# Start of SUPPLIED DATA
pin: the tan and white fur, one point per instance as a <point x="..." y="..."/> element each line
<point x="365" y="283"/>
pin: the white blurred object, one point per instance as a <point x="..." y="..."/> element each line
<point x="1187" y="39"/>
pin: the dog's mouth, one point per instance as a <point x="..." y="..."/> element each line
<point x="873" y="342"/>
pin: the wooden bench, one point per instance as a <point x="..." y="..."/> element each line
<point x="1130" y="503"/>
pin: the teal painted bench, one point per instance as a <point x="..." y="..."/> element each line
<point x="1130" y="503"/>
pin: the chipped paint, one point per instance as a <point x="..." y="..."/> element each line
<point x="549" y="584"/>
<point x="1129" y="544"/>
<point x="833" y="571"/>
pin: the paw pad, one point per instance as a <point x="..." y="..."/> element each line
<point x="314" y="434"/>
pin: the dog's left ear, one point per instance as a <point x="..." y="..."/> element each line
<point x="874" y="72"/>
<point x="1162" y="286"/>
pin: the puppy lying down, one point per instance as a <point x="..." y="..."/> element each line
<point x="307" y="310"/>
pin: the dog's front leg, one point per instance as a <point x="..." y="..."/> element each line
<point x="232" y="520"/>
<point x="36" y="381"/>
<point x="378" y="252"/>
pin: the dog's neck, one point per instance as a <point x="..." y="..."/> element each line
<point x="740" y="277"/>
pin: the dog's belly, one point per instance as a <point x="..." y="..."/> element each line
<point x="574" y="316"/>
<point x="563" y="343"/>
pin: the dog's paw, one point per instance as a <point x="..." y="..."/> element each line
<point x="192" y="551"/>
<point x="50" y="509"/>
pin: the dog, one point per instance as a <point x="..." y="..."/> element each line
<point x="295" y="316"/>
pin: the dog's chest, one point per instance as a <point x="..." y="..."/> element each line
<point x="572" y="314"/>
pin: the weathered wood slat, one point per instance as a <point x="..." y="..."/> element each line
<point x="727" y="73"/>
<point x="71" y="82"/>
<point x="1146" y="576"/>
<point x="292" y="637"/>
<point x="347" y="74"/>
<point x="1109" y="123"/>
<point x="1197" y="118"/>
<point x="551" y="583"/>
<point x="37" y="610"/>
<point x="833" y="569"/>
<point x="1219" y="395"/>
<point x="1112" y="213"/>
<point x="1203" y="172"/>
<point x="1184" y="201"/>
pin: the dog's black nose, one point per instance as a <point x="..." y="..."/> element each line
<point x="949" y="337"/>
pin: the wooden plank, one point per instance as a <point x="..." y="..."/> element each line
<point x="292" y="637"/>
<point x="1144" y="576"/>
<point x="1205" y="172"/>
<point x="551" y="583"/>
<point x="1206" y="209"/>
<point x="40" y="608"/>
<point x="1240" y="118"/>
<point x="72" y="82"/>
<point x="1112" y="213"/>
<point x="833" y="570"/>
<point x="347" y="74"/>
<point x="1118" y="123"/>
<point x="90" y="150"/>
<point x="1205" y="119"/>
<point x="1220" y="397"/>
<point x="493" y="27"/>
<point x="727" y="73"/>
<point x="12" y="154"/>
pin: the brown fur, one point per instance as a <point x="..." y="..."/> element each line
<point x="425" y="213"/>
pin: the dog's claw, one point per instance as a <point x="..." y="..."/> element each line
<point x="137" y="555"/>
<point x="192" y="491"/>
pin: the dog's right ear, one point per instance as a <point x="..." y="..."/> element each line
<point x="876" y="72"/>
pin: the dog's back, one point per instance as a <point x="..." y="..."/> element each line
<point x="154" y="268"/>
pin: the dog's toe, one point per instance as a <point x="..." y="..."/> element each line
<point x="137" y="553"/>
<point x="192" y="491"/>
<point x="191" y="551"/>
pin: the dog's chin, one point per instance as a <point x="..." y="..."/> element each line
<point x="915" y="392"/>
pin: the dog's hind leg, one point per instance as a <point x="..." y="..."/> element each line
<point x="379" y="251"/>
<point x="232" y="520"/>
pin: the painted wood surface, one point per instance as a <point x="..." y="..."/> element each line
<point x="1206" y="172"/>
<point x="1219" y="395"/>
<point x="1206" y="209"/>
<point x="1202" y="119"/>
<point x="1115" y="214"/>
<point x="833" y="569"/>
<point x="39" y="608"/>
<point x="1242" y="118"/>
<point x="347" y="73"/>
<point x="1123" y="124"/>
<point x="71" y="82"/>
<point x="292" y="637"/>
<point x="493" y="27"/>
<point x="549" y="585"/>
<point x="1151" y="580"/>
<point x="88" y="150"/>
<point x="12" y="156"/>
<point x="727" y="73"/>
# End of SUPPLIED DATA
Retype every line of the entries above, starting with the line that contains "pin: the dog's right" and continuing through the end of the entries, inclusive.

pin: the dog's right ear, one point per instance as a <point x="..." y="..."/> element each line
<point x="876" y="72"/>
pin: the dog's back, one point per instance as a <point x="..." y="..."/> element each line
<point x="154" y="268"/>
pin: the dog's toe, one point per instance as a <point x="..." y="..."/> element each line
<point x="137" y="553"/>
<point x="192" y="491"/>
<point x="191" y="551"/>
pin: the dog's chin, one point per instance as a <point x="..." y="..."/> element each line
<point x="915" y="392"/>
pin: the dog's hind leg, one point per instance as a <point x="..." y="..."/> element each line
<point x="379" y="251"/>
<point x="232" y="520"/>
pin: the painted wood surface, one point per instance as a <point x="..." y="..."/> element each line
<point x="1206" y="172"/>
<point x="1219" y="395"/>
<point x="1206" y="209"/>
<point x="1202" y="119"/>
<point x="1115" y="214"/>
<point x="833" y="569"/>
<point x="39" y="608"/>
<point x="1242" y="118"/>
<point x="347" y="73"/>
<point x="1123" y="124"/>
<point x="71" y="82"/>
<point x="292" y="637"/>
<point x="493" y="27"/>
<point x="549" y="585"/>
<point x="1151" y="580"/>
<point x="88" y="150"/>
<point x="12" y="156"/>
<point x="727" y="73"/>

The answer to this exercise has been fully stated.